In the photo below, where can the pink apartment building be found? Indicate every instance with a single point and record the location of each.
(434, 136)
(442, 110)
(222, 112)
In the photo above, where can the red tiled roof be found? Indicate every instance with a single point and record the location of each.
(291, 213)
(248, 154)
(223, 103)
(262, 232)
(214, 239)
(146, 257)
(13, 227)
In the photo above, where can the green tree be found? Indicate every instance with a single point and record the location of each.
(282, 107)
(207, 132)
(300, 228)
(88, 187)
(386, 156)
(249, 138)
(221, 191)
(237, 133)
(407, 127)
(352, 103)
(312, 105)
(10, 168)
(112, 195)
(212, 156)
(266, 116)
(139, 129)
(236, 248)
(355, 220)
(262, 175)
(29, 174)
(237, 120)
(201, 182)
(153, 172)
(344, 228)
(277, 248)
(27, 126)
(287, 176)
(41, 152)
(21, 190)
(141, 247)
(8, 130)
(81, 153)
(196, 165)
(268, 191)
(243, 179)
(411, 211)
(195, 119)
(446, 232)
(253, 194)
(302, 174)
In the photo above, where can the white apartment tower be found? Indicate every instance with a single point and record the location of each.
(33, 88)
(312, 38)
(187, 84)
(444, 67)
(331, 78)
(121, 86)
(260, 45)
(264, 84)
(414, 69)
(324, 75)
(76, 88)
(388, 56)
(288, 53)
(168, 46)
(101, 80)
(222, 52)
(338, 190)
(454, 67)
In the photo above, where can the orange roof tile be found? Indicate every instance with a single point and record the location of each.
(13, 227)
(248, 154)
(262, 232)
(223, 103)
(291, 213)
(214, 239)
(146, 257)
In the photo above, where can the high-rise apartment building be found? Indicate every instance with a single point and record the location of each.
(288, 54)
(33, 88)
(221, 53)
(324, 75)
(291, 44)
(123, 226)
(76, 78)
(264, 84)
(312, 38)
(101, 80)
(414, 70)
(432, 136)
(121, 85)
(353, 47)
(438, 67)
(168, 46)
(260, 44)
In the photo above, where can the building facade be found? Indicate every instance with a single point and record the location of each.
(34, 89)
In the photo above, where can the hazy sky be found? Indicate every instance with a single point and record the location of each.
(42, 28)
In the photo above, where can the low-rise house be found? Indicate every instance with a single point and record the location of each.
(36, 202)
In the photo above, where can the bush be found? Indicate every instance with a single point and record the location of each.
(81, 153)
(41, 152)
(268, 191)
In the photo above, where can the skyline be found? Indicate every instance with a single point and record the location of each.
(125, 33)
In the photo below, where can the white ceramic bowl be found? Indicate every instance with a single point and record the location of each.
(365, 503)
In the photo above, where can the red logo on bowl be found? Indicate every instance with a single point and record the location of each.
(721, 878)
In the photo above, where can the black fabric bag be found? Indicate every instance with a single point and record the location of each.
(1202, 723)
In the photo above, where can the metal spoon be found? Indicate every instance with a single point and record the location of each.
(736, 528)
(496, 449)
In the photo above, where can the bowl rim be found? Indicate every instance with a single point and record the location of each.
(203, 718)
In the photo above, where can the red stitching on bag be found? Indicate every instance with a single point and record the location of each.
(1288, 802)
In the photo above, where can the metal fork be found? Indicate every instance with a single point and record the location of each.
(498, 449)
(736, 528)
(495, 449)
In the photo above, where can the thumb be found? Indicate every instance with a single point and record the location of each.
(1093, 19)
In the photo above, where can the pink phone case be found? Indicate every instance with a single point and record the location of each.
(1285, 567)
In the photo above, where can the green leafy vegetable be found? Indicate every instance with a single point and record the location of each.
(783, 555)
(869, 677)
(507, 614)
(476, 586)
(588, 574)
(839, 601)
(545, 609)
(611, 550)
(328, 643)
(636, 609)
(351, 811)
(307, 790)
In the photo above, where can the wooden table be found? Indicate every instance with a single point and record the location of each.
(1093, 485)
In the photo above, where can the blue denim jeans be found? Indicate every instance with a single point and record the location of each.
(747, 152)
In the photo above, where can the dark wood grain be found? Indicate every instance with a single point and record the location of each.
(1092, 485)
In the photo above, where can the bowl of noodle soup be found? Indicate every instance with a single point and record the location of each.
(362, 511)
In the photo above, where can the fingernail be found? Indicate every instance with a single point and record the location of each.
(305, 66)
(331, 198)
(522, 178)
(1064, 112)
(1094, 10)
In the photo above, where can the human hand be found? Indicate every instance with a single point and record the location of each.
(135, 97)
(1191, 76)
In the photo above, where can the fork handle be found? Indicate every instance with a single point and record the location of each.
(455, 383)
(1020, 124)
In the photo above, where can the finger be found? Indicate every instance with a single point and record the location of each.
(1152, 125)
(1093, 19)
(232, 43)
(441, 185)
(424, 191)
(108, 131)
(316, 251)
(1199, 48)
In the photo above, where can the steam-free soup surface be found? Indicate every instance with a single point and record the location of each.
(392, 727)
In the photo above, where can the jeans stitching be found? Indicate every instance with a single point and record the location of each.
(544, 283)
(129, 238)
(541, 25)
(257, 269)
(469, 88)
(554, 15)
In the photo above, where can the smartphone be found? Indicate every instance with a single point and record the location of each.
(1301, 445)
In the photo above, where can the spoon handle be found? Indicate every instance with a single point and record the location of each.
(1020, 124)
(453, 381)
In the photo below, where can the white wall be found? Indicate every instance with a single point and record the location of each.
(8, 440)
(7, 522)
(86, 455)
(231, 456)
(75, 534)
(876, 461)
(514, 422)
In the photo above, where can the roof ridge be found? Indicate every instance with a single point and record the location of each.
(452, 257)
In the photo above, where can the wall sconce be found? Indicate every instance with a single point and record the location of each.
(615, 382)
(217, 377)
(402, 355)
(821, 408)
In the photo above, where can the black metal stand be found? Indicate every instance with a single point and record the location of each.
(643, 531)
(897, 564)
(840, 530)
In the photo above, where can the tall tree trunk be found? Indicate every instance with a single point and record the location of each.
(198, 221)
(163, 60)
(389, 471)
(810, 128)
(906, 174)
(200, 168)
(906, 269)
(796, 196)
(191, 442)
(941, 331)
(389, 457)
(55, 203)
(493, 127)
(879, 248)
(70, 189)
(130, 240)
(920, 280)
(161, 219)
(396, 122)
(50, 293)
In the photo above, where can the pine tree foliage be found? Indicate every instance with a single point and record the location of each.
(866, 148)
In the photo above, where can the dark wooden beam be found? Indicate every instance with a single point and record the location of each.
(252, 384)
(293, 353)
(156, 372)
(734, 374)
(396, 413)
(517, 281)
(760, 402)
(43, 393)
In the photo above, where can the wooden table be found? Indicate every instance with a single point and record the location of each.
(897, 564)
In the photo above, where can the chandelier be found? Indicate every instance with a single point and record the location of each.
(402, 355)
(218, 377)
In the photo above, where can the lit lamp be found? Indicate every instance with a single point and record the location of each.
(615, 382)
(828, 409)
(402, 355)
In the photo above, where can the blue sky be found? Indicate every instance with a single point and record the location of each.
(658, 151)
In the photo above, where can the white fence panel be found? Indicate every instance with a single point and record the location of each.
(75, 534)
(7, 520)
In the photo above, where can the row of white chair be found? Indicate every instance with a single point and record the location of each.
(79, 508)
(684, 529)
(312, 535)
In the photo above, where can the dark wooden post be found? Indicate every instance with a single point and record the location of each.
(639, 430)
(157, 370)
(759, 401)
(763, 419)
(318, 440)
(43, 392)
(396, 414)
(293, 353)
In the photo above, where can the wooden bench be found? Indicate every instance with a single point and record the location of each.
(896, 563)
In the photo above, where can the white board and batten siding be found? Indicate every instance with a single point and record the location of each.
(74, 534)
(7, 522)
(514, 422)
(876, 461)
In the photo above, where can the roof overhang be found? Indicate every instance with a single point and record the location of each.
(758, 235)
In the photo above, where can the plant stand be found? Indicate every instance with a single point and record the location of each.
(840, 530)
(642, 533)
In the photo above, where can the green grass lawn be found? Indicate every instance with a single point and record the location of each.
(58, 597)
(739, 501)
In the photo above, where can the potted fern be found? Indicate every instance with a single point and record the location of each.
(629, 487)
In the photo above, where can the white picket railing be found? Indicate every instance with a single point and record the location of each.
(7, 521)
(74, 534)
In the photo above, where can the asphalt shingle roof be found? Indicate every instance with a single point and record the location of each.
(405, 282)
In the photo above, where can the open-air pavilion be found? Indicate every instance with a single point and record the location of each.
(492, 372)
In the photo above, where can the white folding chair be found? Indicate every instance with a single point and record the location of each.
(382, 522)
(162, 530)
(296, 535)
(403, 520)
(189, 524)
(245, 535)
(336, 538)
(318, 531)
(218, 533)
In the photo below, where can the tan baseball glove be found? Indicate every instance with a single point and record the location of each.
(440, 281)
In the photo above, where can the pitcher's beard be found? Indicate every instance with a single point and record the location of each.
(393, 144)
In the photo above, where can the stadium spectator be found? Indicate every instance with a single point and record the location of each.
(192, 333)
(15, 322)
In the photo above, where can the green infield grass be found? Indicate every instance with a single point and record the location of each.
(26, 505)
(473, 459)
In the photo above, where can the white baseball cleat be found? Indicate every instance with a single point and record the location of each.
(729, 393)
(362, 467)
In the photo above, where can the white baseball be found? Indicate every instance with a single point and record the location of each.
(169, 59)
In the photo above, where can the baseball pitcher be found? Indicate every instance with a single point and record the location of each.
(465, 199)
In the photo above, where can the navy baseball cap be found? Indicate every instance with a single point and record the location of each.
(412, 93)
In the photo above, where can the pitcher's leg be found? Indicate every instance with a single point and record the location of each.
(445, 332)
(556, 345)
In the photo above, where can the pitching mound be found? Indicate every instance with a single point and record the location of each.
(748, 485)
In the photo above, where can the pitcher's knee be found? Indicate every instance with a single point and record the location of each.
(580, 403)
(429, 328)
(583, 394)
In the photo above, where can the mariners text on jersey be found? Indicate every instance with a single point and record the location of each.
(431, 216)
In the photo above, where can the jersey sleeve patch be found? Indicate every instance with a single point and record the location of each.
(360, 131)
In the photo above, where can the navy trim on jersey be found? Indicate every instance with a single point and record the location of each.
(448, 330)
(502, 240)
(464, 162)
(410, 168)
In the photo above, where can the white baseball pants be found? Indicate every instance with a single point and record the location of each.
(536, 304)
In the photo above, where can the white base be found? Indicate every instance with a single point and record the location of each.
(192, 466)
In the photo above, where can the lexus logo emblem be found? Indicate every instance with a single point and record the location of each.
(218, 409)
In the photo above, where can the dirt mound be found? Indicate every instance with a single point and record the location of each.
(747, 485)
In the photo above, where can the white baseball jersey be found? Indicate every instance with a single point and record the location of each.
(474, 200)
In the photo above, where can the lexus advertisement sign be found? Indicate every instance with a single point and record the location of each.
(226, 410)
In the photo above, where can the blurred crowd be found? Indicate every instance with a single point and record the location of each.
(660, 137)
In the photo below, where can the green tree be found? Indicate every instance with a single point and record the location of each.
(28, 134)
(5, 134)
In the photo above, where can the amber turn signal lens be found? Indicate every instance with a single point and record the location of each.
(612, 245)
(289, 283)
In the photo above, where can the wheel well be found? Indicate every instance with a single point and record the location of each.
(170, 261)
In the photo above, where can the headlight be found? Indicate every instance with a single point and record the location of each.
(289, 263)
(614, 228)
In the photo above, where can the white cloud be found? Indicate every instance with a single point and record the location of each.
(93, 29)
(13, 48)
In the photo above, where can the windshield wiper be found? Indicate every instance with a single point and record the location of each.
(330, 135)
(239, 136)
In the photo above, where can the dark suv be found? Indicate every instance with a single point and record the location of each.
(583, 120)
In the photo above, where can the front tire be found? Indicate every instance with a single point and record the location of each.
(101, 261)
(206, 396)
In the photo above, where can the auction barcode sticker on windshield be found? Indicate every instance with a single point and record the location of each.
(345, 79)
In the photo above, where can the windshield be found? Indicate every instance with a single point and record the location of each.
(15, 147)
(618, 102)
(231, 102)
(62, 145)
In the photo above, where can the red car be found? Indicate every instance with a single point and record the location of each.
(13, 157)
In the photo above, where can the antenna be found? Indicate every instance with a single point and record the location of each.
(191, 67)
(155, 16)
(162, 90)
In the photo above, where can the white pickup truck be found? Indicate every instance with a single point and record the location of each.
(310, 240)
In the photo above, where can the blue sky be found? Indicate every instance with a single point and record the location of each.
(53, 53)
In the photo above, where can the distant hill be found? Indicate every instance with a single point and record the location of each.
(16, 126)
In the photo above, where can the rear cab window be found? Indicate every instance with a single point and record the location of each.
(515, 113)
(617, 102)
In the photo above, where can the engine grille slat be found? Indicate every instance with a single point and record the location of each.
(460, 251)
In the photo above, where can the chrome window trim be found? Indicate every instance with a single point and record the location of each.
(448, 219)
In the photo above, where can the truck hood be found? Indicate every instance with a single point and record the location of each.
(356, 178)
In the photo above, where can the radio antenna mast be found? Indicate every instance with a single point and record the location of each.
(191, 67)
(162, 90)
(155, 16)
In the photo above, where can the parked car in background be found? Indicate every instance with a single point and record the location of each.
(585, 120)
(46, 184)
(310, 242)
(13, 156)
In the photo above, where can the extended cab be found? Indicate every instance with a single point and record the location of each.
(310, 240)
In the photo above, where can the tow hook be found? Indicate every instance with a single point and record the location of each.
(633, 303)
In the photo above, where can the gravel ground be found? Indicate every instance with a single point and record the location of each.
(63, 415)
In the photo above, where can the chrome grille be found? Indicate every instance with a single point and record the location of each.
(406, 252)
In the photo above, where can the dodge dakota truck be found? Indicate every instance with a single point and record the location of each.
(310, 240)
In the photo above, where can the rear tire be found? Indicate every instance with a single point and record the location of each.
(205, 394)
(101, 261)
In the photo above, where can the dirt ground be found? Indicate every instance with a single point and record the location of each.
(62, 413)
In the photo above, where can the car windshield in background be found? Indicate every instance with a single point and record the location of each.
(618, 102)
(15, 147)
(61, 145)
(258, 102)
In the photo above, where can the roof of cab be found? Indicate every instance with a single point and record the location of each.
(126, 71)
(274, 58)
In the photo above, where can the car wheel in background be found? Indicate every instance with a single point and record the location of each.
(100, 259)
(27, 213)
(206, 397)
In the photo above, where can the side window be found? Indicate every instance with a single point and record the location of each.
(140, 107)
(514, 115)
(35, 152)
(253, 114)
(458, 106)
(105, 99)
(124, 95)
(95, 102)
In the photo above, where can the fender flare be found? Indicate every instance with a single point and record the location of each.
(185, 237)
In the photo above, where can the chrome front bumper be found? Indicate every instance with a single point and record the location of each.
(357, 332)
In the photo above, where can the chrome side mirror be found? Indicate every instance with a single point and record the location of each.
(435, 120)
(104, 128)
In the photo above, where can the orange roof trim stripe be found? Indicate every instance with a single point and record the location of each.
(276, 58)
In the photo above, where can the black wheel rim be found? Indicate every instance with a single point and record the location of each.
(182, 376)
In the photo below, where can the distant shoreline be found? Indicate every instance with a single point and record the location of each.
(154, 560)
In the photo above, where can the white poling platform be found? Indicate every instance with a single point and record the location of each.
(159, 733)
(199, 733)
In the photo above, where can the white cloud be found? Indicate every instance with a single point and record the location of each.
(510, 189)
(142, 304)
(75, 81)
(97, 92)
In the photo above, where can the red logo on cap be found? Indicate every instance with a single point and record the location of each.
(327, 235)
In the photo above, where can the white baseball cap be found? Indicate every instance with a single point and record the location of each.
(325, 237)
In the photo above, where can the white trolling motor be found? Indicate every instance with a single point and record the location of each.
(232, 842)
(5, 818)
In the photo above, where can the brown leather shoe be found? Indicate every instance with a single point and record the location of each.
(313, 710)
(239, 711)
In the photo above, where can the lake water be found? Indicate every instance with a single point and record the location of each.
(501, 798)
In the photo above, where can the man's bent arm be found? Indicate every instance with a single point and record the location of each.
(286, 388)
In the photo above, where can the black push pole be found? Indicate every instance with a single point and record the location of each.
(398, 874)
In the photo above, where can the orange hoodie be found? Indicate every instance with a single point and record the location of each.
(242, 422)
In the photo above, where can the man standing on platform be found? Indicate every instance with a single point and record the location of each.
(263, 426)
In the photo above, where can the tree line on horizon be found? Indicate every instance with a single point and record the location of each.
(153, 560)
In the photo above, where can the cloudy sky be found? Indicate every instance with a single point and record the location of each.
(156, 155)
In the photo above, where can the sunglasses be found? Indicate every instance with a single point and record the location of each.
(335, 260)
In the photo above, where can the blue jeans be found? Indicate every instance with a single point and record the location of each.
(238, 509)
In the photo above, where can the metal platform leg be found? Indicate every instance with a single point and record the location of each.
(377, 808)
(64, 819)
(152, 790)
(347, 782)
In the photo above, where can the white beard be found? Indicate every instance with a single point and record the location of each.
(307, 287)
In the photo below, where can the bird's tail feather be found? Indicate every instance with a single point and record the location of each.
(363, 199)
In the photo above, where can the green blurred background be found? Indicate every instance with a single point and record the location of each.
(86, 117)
_ _ _ _ _ _ _
*Goal:* Transcribe the records above exactly, but only from the line that contains "In the photo above, where can the man's" through their final line, inclusive.

*Response for this exercise:*
In the photo above, where can the man's bent arm be found? Indicate every instance with a single point and record the location of each.
(286, 388)
In the photo above, where can the black push pole be found? Indicate every instance with a single point and record the location of each.
(398, 874)
In the photo above, where can the orange hoodie be found? Indicate every instance with a single point and record the location of each.
(242, 422)
In the photo above, where can the man standing on platform be found? Indicate every instance with a single point and record the location of each.
(263, 426)
In the photo above, where can the tree line on horizon be found? Indicate every instance with a single point and record the location of each.
(153, 560)
In the photo above, where can the cloudy sky be found? Indicate every instance with a single point and record the location of each.
(156, 155)
In the photo above, where can the sunglasses be found? Indicate every instance with a single point and record the location of each.
(335, 260)
In the photo above, where can the blue jeans be found? Indicate every instance with a single point and record the location of each.
(238, 509)
In the photo above, where can the metal platform leg be found? Indicate every instance with a single point and record the location of each.
(377, 808)
(64, 819)
(152, 790)
(347, 782)
In the photo above, where can the white beard be found? Indicate every instance with a single point and record the location of each.
(307, 287)
In the photo below, where can the bird's tail feather be found? Indicate every instance with a single point and record the location of each.
(363, 199)
In the photo above, where can the green blurred background be found? Indicate every instance with a single point and record the location of each.
(86, 117)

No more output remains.